BRIEF:
Print every line of the listing exactly, please.

--- start ---

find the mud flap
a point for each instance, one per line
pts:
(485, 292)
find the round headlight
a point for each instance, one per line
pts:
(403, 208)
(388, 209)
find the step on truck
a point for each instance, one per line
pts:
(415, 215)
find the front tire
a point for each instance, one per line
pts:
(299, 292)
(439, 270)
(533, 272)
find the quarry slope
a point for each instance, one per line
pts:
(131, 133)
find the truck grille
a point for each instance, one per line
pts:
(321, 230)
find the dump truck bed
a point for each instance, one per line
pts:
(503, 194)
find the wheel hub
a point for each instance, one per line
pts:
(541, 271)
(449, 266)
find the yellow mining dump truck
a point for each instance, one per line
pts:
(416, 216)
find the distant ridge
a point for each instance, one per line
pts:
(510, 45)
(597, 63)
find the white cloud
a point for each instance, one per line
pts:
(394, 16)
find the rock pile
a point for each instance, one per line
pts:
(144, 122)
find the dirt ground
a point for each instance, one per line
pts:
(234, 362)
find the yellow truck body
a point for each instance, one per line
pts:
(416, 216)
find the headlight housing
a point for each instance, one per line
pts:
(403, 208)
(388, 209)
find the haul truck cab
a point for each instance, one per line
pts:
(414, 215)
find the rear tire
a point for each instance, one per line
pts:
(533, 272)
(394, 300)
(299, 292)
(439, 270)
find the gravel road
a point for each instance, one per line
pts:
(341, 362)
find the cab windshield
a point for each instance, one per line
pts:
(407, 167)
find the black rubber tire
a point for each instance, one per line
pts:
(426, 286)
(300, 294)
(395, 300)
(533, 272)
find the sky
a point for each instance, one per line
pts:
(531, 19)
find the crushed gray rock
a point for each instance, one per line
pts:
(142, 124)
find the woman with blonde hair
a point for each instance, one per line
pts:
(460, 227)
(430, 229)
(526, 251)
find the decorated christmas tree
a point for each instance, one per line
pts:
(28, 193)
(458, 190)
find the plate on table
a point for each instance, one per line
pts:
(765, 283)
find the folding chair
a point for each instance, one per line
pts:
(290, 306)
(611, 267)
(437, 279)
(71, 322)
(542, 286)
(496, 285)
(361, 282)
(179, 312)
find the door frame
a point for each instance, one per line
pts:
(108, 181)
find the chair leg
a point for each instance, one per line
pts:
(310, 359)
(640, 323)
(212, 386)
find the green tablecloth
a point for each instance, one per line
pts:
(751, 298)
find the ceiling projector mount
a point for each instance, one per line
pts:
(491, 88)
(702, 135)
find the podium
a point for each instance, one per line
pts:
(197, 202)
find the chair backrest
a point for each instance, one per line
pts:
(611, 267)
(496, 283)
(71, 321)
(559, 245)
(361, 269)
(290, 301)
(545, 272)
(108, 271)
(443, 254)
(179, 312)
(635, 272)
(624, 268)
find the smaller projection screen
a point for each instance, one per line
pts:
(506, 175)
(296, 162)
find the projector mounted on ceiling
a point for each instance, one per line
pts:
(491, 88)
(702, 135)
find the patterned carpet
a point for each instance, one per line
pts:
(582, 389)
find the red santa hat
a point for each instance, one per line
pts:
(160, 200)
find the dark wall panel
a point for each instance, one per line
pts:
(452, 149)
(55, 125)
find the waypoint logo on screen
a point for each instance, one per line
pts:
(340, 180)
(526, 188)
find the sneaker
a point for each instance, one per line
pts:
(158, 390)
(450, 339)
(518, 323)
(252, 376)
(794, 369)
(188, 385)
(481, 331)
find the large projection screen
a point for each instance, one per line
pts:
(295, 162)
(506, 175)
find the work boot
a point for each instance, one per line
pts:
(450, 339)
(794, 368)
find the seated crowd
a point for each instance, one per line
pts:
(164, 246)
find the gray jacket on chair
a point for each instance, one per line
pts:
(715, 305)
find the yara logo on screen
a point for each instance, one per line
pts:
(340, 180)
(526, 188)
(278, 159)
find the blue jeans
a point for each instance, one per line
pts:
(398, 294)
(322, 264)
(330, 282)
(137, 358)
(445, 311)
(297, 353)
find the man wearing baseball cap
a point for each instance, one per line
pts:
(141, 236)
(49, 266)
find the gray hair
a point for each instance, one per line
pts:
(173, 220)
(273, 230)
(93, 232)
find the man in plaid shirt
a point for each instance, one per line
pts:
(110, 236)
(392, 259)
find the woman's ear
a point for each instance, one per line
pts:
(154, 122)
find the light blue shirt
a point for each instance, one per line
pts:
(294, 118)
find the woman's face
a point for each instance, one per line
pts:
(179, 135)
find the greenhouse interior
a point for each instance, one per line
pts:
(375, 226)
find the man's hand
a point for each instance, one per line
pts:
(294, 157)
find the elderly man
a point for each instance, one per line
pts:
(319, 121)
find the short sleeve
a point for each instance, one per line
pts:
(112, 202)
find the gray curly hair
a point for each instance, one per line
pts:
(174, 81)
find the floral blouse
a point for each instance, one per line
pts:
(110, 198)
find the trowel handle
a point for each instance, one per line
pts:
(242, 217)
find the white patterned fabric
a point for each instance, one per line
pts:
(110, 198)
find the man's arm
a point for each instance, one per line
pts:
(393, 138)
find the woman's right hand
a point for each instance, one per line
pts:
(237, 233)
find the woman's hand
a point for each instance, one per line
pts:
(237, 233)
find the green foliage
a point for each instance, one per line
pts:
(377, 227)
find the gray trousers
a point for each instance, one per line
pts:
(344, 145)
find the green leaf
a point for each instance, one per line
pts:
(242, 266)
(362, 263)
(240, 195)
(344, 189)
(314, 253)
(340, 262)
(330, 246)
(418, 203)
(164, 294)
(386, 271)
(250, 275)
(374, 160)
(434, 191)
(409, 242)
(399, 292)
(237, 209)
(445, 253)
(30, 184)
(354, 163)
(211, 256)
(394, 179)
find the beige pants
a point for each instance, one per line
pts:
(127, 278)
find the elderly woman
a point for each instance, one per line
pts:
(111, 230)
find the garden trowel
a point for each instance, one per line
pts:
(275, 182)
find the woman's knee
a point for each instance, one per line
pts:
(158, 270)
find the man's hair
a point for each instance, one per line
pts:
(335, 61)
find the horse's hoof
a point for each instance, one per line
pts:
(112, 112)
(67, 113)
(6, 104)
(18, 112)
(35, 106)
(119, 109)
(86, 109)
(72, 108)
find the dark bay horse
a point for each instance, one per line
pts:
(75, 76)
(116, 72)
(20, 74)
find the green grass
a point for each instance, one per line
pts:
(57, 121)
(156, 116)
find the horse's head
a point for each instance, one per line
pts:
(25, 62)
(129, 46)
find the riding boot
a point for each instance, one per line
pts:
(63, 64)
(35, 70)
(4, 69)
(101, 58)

--- end ---

TASK OUTPUT:
find the mud flap
a point for each instance, one per line
pts:
(485, 292)
find the round headlight
a point for each instance, one per line
pts:
(403, 208)
(388, 209)
find the step on truck
a point for each instance, one per line
pts:
(415, 215)
find the front tire
a point for each instance, one per line
pts:
(299, 292)
(439, 270)
(533, 272)
find the quarry slope
a point for each instance, one per line
pts:
(131, 133)
find the truck grille
a point for each instance, one per line
pts:
(321, 230)
find the dump truck bed
a point for each instance, one per line
pts:
(503, 194)
find the wheel hub
a point for each instance, one per line
pts:
(541, 271)
(449, 266)
find the yellow mining dump truck
a point for each instance, one per line
pts:
(416, 216)
find the distant ridge
a point for each instance, one per line
pts:
(510, 45)
(597, 63)
find the white cloud
a point for each instance, one per line
pts:
(394, 16)
find the rock pile
a point for each instance, one per line
pts:
(144, 122)
find the dirt ground
a point for each instance, one per line
pts:
(234, 362)
find the yellow truck body
a point for each instance, one per line
pts:
(416, 216)
find the headlight housing
a point for each instance, one per line
pts:
(403, 208)
(388, 209)
find the haul truck cab
a point for each instance, one per line
pts:
(414, 215)
find the rear tire
a point for each instance, one per line
pts:
(533, 272)
(394, 300)
(299, 292)
(439, 270)
find the gravel road
a point for each instance, one per line
pts:
(341, 362)
find the cab windshield
a point for each instance, one per line
pts:
(407, 167)
find the black rubber tire
a point for each instance, one per line
pts:
(426, 286)
(300, 294)
(395, 300)
(533, 272)
find the sky
a point for each instance, one per line
pts:
(531, 19)
find the crushed gray rock
a point for each instance, one per line
pts:
(142, 124)
find the woman with blonde hair
a point for each instance, one per line
pts:
(460, 227)
(430, 229)
(526, 251)
find the decorated christmas tree
a point for each instance, one per line
pts:
(28, 193)
(458, 190)
find the plate on table
a point for each instance, one per line
pts:
(765, 283)
find the folding chair
a point for each instance, one per line
pts:
(290, 306)
(611, 267)
(437, 279)
(71, 322)
(542, 286)
(496, 285)
(361, 282)
(179, 312)
find the door frame
a point for each instance, one per line
pts:
(108, 181)
find the chair leg
a point for each instance, one per line
pts:
(310, 359)
(640, 323)
(212, 386)
find the green tablecloth
a point for each instance, one per line
pts:
(751, 298)
find the ceiling projector mount
a point for each instance, one per line
pts:
(491, 88)
(702, 135)
find the podium
a point for each instance, one per line
pts:
(197, 202)
find the chair backrest
a point for each instance, one per line
pts:
(611, 267)
(496, 283)
(71, 321)
(559, 245)
(361, 269)
(290, 301)
(545, 272)
(108, 271)
(443, 254)
(179, 312)
(635, 272)
(624, 268)
find the smaller projection screen
a point for each instance, one per line
pts:
(506, 175)
(296, 162)
find the projector mounted on ceiling
a point for each instance, one per line
pts:
(491, 88)
(702, 135)
find the patterned carpet
a point for each instance, one per line
pts:
(582, 389)
find the red santa hat
a point for each instance, one per line
pts:
(160, 200)
find the dark wall panel
a point for each instance, one per line
pts:
(452, 149)
(55, 125)
find the waypoint logo on screen
a point for each instance, one per line
pts:
(340, 180)
(526, 188)
find the sneaker
a point for each instance, one per line
pts:
(158, 390)
(450, 339)
(518, 323)
(252, 376)
(794, 369)
(188, 385)
(481, 331)
find the large projection screen
a point for each instance, one per line
pts:
(295, 162)
(506, 175)
find the work boot
a point for each instance, one per line
pts:
(450, 339)
(794, 368)
find the seated crowd
a point for each instance, one per line
pts:
(164, 246)
find the gray jacket on chair
a point for each instance, one per line
pts:
(715, 305)
find the yara logo on screen
a point for each instance, one per line
pts:
(340, 180)
(526, 188)
(278, 159)
find the blue jeans
a point for each instance, one per line
pts:
(398, 294)
(322, 264)
(330, 282)
(137, 358)
(445, 311)
(297, 353)
find the man wearing baseball cap
a point for each instance, one per line
pts:
(141, 236)
(49, 266)
find the gray hair
a point for each instance, one per line
pts:
(173, 220)
(273, 230)
(93, 232)
find the man in plaid shirt
a point for each instance, one per line
pts:
(110, 236)
(392, 259)
find the woman's ear
a point for each instance, one per line
pts:
(154, 122)
find the light blue shirt
a point for each instance, one per line
pts:
(294, 118)
find the woman's face
a point for each instance, one per line
pts:
(179, 135)
find the greenhouse interior
a point for each instance, one per line
pts:
(375, 226)
find the man's hand
a point for each instance, one per line
pts:
(294, 157)
find the elderly man
a point for each instance, one per line
pts:
(319, 121)
find the short sleeve
a point for each instance, one per line
pts:
(112, 202)
find the gray curly hair
a point for each instance, one per line
pts:
(174, 81)
find the floral blouse
a point for each instance, one per line
pts:
(110, 198)
find the trowel handle
a point for each instance, one per line
pts:
(242, 217)
find the white patterned fabric
a point for each instance, one per line
pts:
(110, 198)
find the man's arm
a point for each instance, one per line
pts:
(393, 138)
find the woman's right hand
a point for each instance, one per line
pts:
(237, 233)
find the woman's hand
a point for each instance, one per line
pts:
(237, 233)
find the green foliage
a point for each instance, one per line
pts:
(377, 227)
find the gray trousers
a point for each instance, one per line
pts:
(344, 145)
find the green leaf
a point for each instance, one per line
pts:
(242, 266)
(362, 263)
(240, 195)
(344, 189)
(314, 253)
(340, 262)
(330, 246)
(418, 203)
(164, 294)
(386, 271)
(250, 275)
(374, 160)
(434, 191)
(409, 242)
(399, 292)
(237, 209)
(445, 253)
(30, 184)
(354, 163)
(211, 256)
(394, 179)
find the beige pants
a point for each instance, one per line
pts:
(127, 278)
find the elderly woman
a point for each instance, one per line
pts:
(111, 230)
find the garden trowel
a point for each instance, one per line
pts:
(275, 182)
find the woman's knee
a point for each instance, one per line
pts:
(158, 270)
find the man's hair
a point for each instance, one per line
pts:
(335, 61)
find the horse's hoof
a point for each instance, one per line
pts:
(112, 112)
(67, 113)
(6, 104)
(18, 112)
(35, 106)
(119, 109)
(86, 109)
(72, 108)
find the dark bay horse
a point for each instance, one per line
pts:
(75, 76)
(116, 72)
(20, 74)
find the green grass
a point for each instance, one per line
pts:
(57, 121)
(156, 116)
find the horse's head
a point for each instance, one per line
pts:
(25, 62)
(129, 46)
find the riding boot
a point for each instance, one per line
pts:
(63, 64)
(35, 70)
(4, 69)
(101, 58)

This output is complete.